The Curse of Oh No, or, The Rum Diarrhea

The week took it's time in skulking up behind and bludgeoning me with what I can only assume was a femur unearthed from the San Quentin boneyard. If I'd been more aware, the signs were there: truck reluctant to travel, resulting in a starved frenzied drive to the very tip of the lower 48, a headache so long in the tooth that it reached my manawa, the skull-top whose calcification signals passage to something beyond infancy for all but our Tea Party brethren.

But for the time being, said signs hid and instead I saw the rainbow over an inlet, and enjoyed the presence of mind and present of time to pull over and photograph this glowingly fine apparition. I felt the truck complain and turned back before I ended up stranded hours from town. I got another evening in my own bed. I spent the next two days at an uncharacteristically sunny Neah Bay, basking in the warmth of government and tribal resource managers mostly in agreement. Somewhere offshore, I was sure, sea lions and lambs lay together in harmony.

I, I, I. As long as my phone was back home and the internet proved too slow to deal with. Everything was fine, as long as it was just I. Aye-aye-yai. No them.

Them them phoned in on Thursday. Him, specifically. He who is a legendary island archaeologist and drunkard (there is a difference, so he gets double credit), who began working in Hawai`i about when I did, and whose strait is now dire (same as it ever was). He who was not cajoled into an MA, or out of the field and into the bidness, or into a marriage. He who now faces another bout of unemployment with no back-up. He who is one of the best in his field, but archaeological fields are parochial, so when there is no work locally, emigration is no option unless cannibals nip at his heels. If some project does not emerge soon, he's fucked.

So he was frustrated, down, and was several days out into booze ocean when I heard from him. Gone the moderate wine of the past few months--down the gullet with rum and coconut milk. I had to go not long after he called, but rang back later only to get an answering app. Responding later that evening, having forgotten what day it was and that we'd talked earlier, he was Out...

Exercise prompt: In the passage above, what replaced the moderate wine the archaeologist had been drinking over the past few months?

Entries provided:

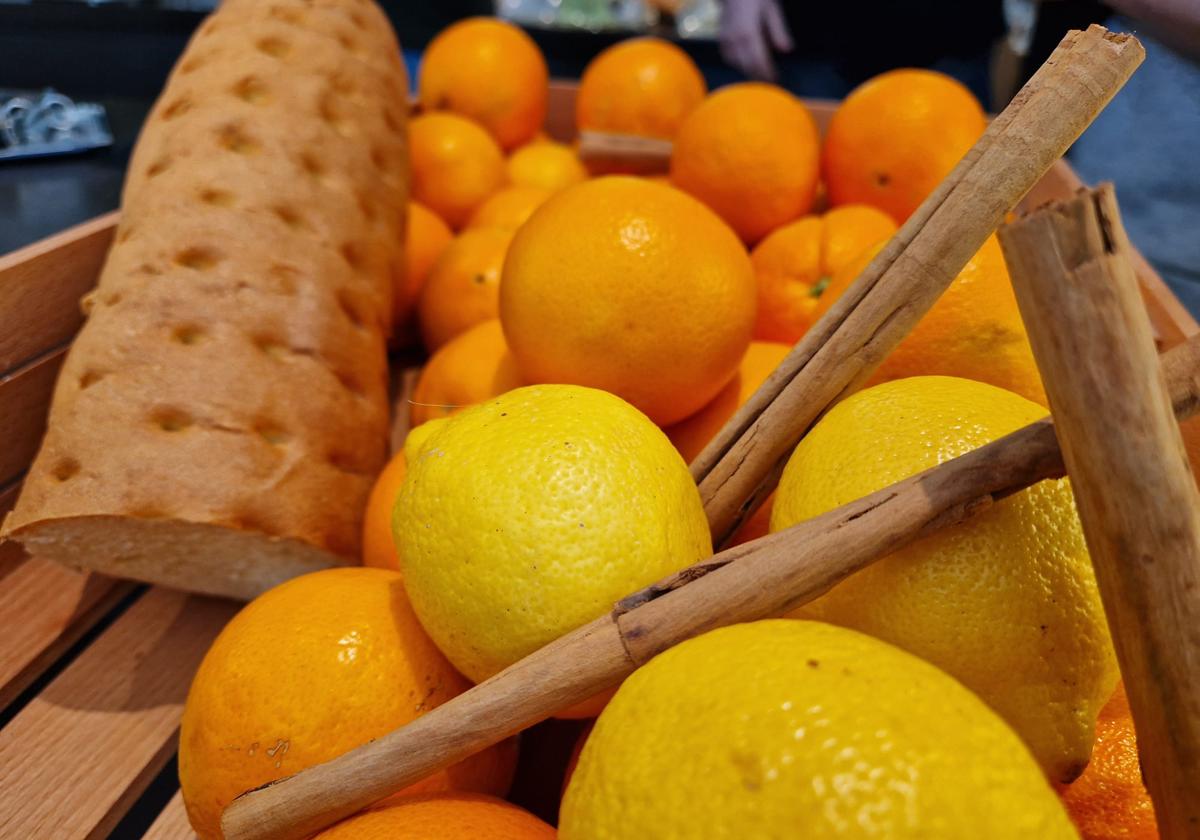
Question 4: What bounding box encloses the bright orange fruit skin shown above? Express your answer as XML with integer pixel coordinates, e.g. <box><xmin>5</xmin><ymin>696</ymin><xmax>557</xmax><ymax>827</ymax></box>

<box><xmin>408</xmin><ymin>113</ymin><xmax>504</xmax><ymax>230</ymax></box>
<box><xmin>814</xmin><ymin>236</ymin><xmax>1048</xmax><ymax>406</ymax></box>
<box><xmin>409</xmin><ymin>318</ymin><xmax>526</xmax><ymax>426</ymax></box>
<box><xmin>671</xmin><ymin>83</ymin><xmax>820</xmax><ymax>244</ymax></box>
<box><xmin>362</xmin><ymin>450</ymin><xmax>408</xmax><ymax>571</ymax></box>
<box><xmin>416</xmin><ymin>228</ymin><xmax>512</xmax><ymax>353</ymax></box>
<box><xmin>418</xmin><ymin>18</ymin><xmax>550</xmax><ymax>149</ymax></box>
<box><xmin>1056</xmin><ymin>685</ymin><xmax>1158</xmax><ymax>840</ymax></box>
<box><xmin>821</xmin><ymin>70</ymin><xmax>988</xmax><ymax>224</ymax></box>
<box><xmin>500</xmin><ymin>176</ymin><xmax>755</xmax><ymax>425</ymax></box>
<box><xmin>313</xmin><ymin>793</ymin><xmax>556</xmax><ymax>840</ymax></box>
<box><xmin>575</xmin><ymin>38</ymin><xmax>707</xmax><ymax>139</ymax></box>
<box><xmin>403</xmin><ymin>202</ymin><xmax>454</xmax><ymax>326</ymax></box>
<box><xmin>750</xmin><ymin>204</ymin><xmax>896</xmax><ymax>344</ymax></box>
<box><xmin>179</xmin><ymin>568</ymin><xmax>516</xmax><ymax>840</ymax></box>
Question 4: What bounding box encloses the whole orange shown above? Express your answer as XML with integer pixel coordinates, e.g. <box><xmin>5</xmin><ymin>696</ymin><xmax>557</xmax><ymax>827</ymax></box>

<box><xmin>1056</xmin><ymin>684</ymin><xmax>1158</xmax><ymax>840</ymax></box>
<box><xmin>500</xmin><ymin>175</ymin><xmax>755</xmax><ymax>425</ymax></box>
<box><xmin>814</xmin><ymin>236</ymin><xmax>1048</xmax><ymax>406</ymax></box>
<box><xmin>467</xmin><ymin>187</ymin><xmax>553</xmax><ymax>230</ymax></box>
<box><xmin>418</xmin><ymin>18</ymin><xmax>550</xmax><ymax>149</ymax></box>
<box><xmin>575</xmin><ymin>38</ymin><xmax>707</xmax><ymax>139</ymax></box>
<box><xmin>416</xmin><ymin>228</ymin><xmax>512</xmax><ymax>352</ymax></box>
<box><xmin>671</xmin><ymin>82</ymin><xmax>821</xmax><ymax>242</ymax></box>
<box><xmin>410</xmin><ymin>318</ymin><xmax>524</xmax><ymax>429</ymax></box>
<box><xmin>313</xmin><ymin>793</ymin><xmax>554</xmax><ymax>840</ymax></box>
<box><xmin>750</xmin><ymin>204</ymin><xmax>896</xmax><ymax>344</ymax></box>
<box><xmin>179</xmin><ymin>568</ymin><xmax>515</xmax><ymax>840</ymax></box>
<box><xmin>403</xmin><ymin>202</ymin><xmax>454</xmax><ymax>326</ymax></box>
<box><xmin>362</xmin><ymin>450</ymin><xmax>408</xmax><ymax>571</ymax></box>
<box><xmin>821</xmin><ymin>70</ymin><xmax>988</xmax><ymax>224</ymax></box>
<box><xmin>408</xmin><ymin>113</ymin><xmax>504</xmax><ymax>229</ymax></box>
<box><xmin>505</xmin><ymin>140</ymin><xmax>588</xmax><ymax>190</ymax></box>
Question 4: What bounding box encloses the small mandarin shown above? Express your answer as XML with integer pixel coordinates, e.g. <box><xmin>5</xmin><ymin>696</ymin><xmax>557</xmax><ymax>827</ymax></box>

<box><xmin>312</xmin><ymin>793</ymin><xmax>554</xmax><ymax>840</ymax></box>
<box><xmin>505</xmin><ymin>140</ymin><xmax>588</xmax><ymax>191</ymax></box>
<box><xmin>575</xmin><ymin>38</ymin><xmax>707</xmax><ymax>139</ymax></box>
<box><xmin>500</xmin><ymin>176</ymin><xmax>755</xmax><ymax>425</ymax></box>
<box><xmin>410</xmin><ymin>318</ymin><xmax>524</xmax><ymax>429</ymax></box>
<box><xmin>821</xmin><ymin>70</ymin><xmax>988</xmax><ymax>224</ymax></box>
<box><xmin>408</xmin><ymin>113</ymin><xmax>504</xmax><ymax>229</ymax></box>
<box><xmin>416</xmin><ymin>228</ymin><xmax>512</xmax><ymax>352</ymax></box>
<box><xmin>403</xmin><ymin>202</ymin><xmax>454</xmax><ymax>326</ymax></box>
<box><xmin>362</xmin><ymin>451</ymin><xmax>408</xmax><ymax>571</ymax></box>
<box><xmin>467</xmin><ymin>186</ymin><xmax>553</xmax><ymax>230</ymax></box>
<box><xmin>179</xmin><ymin>568</ymin><xmax>516</xmax><ymax>840</ymax></box>
<box><xmin>750</xmin><ymin>204</ymin><xmax>896</xmax><ymax>344</ymax></box>
<box><xmin>1058</xmin><ymin>684</ymin><xmax>1158</xmax><ymax>840</ymax></box>
<box><xmin>418</xmin><ymin>18</ymin><xmax>550</xmax><ymax>149</ymax></box>
<box><xmin>671</xmin><ymin>82</ymin><xmax>820</xmax><ymax>244</ymax></box>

Written reply: Rum and coconut milk.